▸ **Source records**:
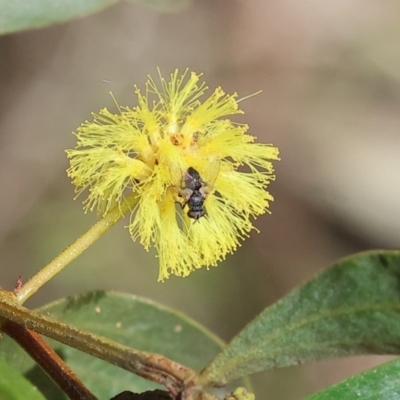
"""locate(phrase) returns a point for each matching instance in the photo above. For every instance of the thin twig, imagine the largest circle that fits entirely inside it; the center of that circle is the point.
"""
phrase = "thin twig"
(49, 360)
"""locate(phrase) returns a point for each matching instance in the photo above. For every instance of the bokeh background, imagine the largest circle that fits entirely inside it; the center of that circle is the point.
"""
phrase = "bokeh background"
(330, 75)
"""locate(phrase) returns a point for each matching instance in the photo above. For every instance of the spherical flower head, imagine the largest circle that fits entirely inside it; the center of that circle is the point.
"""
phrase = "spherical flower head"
(197, 177)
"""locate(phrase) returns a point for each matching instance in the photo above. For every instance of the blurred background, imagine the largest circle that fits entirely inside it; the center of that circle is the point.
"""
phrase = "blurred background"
(330, 76)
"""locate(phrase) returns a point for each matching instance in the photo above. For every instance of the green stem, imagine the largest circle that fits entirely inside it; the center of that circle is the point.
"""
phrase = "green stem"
(148, 365)
(77, 248)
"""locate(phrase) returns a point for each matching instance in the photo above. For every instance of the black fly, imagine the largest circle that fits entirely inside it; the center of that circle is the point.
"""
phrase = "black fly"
(193, 190)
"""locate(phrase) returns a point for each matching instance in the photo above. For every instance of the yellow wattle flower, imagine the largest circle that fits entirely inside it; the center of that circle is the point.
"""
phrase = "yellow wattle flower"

▸ **What to produce**: Transcribe every record above exactly, leaving out the pictures.

▸ **Exercise response**:
"""locate(phrase) returns a point for each matching instance in the photo above. For every instance of the thin twig, imagine the largest circle that fits entirely inside it; the center of that circle is the point.
"""
phrase = "thin twig"
(49, 360)
"""locate(phrase) returns a point for each matching instance in the photo above. For every instance of the bokeh background, imagine the largest circle that fits entirely inside it; the center of that circle is the point.
"""
phrase = "bokeh background"
(330, 75)
"""locate(phrase) returns a point for each matching instance in the photo above. For every instance of the spherical flower head, imagine the largest circle that fits entirely inside it; the center of that circle is the point.
"""
phrase = "spherical flower head"
(197, 177)
"""locate(phrase) returns a point for each matching instance in the photo above. For every instance of the blurred background, imagine the largest circle that fits entirely inside it; the center of that circle is the point.
"""
phrase = "blurred background"
(330, 76)
"""locate(phrase) returns a point for each matching instance in the photo above. For every instance of the green stem, imagine the largest circle that fits entirely inside it; the center of that circle is the point.
"""
phrase = "green stem"
(148, 365)
(77, 248)
"""locate(phrase) returns a point for each matching instance in the photo above. For every instance of the black fly, imagine the largest circle that fits entirely inside it; the center of that circle is the point.
"""
phrase = "black fly"
(193, 190)
"""locate(phrase) returns a point for each matching instance in the photo above. For every instance of the yellow wattle flower, imagine the largest circle that fits entirely inside it; the center of that circle is the point.
"""
phrase = "yellow wattle flower"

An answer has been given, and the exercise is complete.